* _Extract_
________________________
# Di2 aftermarket build?



## Gyrine (Aug 15, 2015)

Anyone do an aftermarket Di2 mod? Any issues? Any advice? I have a 2015 ROKH and will probably do it myself.


----------



## Cinelli 82220 (Dec 2, 2010)

Do you have the Think2 grommets on your bike?

There are videos on the Pinarello site showing how to install Di2 on an F8.


----------



## Rokh Hard (Nov 25, 2013)

a friend did a JPL friend did a mod to the battery, caught fire and burned the bike down. other than that....all good.


----------



## etil_etanoat (Apr 28, 2015)

My F8 is build with Di2, no issue. Having said that, I left the building to my LBS experienced mechanics.


----------



## Swen6 (Feb 6, 2013)

The Rokh is available with Di2 so your frame should be good to go.

What groupset are you running? That would dictate your cost, you could either go for a whole groupset of if you are already running Ultegra you can buy just the Di2 upgrade kit that would include the shifters and deraileurs plus loom and charger saving 35%-ish as you'd keep the chainset, brakes, cassette and chain.

Hope that's more helpful than being told a frame you don't own will take Di2 lol


----------
________________________
* _Written task 1_
Which usernames posted in the forum thread about the Di2 build?
* _Written task 2_
Which lines of the rows contain the string "debris"? Filter them out and copy each in full, treating case as significant.
The forum thread and the rows that follow it are unrelated material.

* _Raw data_
________________________
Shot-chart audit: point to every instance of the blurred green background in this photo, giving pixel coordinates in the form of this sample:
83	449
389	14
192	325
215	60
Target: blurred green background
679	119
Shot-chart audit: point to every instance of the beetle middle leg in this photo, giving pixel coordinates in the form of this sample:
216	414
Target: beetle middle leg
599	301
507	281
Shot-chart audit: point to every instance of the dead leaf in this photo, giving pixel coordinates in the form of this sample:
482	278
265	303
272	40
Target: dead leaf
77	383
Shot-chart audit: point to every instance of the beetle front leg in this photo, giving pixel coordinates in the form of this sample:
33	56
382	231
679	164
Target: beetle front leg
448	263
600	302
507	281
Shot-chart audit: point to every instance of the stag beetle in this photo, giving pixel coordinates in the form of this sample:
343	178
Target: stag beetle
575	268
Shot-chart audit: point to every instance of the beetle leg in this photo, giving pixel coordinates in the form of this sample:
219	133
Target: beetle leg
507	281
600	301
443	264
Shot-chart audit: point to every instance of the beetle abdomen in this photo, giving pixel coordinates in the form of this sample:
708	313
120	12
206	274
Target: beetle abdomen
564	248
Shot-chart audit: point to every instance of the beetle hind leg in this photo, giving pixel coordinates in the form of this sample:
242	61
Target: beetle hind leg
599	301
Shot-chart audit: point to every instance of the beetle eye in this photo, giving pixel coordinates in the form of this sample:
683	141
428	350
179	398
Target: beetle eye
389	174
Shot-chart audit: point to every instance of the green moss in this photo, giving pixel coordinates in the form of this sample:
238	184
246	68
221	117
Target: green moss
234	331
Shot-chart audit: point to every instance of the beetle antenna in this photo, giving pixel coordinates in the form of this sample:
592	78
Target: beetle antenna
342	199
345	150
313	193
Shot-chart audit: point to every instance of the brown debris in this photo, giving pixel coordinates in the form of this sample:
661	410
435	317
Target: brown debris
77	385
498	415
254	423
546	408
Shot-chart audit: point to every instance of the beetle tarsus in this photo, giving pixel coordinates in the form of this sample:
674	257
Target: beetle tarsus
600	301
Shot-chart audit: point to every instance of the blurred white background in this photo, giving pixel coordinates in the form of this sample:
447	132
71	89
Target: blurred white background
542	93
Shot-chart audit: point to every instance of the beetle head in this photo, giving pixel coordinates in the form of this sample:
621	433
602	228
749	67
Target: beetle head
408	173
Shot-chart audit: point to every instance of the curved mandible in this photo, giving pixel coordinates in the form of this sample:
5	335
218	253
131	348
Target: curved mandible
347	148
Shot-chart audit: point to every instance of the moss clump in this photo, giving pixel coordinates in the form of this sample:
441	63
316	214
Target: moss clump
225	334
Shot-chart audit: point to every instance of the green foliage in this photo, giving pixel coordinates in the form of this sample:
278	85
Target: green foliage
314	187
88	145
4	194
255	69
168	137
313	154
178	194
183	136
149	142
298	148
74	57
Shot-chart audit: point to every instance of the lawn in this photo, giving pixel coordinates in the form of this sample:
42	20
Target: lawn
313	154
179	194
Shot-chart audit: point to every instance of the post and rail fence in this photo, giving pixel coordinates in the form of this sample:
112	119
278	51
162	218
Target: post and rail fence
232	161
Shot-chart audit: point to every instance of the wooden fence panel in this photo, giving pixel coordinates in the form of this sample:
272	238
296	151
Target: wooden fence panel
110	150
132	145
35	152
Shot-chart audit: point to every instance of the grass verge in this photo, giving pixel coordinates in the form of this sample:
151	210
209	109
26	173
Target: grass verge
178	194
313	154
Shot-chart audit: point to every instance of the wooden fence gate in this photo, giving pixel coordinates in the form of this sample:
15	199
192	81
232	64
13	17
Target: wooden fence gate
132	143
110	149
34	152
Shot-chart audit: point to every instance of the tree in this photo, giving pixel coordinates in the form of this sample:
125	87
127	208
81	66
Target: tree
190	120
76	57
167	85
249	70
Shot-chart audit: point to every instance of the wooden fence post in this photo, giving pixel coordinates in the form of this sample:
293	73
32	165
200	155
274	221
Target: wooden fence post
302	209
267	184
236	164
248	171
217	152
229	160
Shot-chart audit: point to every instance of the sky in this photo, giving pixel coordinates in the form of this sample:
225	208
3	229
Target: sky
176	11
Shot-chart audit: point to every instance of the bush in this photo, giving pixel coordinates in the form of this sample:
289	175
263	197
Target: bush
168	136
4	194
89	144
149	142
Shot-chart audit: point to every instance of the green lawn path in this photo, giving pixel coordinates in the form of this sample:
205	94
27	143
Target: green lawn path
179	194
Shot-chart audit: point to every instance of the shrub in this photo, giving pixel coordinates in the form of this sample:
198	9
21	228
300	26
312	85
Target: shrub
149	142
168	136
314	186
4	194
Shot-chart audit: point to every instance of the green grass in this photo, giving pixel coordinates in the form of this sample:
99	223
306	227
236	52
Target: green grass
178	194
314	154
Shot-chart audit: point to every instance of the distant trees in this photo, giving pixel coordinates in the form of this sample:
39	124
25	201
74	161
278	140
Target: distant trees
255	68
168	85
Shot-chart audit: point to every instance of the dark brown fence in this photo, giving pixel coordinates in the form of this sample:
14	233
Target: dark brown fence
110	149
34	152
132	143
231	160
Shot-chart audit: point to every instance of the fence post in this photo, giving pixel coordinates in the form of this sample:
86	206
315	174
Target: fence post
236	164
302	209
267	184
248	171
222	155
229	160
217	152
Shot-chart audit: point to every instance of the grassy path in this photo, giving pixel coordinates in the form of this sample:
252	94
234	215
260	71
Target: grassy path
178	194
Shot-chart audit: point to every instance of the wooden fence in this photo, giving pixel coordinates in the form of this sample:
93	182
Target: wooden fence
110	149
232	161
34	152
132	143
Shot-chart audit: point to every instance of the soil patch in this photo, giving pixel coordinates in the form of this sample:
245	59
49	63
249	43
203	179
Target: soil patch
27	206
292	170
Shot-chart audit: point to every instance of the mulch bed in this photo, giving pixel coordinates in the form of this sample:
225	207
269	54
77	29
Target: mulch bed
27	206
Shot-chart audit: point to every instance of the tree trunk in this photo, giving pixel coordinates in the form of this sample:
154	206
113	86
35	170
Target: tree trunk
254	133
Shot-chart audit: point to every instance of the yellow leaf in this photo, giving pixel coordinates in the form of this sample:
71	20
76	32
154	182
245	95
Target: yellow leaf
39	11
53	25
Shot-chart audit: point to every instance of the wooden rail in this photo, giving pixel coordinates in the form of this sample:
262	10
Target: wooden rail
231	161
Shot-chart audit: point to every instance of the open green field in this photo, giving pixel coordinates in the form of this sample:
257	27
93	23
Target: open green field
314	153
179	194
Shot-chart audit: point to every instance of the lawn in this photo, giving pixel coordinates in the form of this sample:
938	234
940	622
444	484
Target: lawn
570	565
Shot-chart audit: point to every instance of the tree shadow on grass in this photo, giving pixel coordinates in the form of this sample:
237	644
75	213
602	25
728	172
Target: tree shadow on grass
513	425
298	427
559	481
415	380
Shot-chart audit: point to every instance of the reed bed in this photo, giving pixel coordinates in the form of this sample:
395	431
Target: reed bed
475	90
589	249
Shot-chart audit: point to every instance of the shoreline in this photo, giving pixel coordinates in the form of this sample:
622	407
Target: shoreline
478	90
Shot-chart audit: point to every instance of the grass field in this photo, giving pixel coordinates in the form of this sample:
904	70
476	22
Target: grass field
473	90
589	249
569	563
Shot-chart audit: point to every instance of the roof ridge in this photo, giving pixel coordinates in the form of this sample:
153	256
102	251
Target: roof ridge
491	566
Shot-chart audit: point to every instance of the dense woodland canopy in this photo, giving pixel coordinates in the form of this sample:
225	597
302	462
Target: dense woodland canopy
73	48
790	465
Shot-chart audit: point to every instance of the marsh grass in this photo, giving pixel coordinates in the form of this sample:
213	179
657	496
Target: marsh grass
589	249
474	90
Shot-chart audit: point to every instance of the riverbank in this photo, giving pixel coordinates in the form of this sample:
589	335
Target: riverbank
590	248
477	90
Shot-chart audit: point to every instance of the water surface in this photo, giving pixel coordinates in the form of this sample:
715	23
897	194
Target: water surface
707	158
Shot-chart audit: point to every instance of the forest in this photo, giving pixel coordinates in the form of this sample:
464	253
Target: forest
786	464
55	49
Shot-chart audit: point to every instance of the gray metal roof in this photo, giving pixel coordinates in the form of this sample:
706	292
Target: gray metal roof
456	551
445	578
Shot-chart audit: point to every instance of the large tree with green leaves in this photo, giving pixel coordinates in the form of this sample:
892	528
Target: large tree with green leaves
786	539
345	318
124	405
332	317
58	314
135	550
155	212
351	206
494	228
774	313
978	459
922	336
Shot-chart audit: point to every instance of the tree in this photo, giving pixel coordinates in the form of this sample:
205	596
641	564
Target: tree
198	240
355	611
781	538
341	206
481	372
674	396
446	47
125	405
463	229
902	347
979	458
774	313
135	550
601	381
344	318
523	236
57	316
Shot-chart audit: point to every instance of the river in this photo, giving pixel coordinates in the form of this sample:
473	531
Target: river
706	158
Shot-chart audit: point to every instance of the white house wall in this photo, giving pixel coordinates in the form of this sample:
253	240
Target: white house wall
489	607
________________________
* _Correct response 1_
Gyrine
Cinelli 82220
Rokh Hard
etil_etanoat
Swen6

* _Correct response 2_
Shot-chart audit: point to every instance of the brown debris in this photo, giving pixel coordinates in the form of this sample:
Target: brown debris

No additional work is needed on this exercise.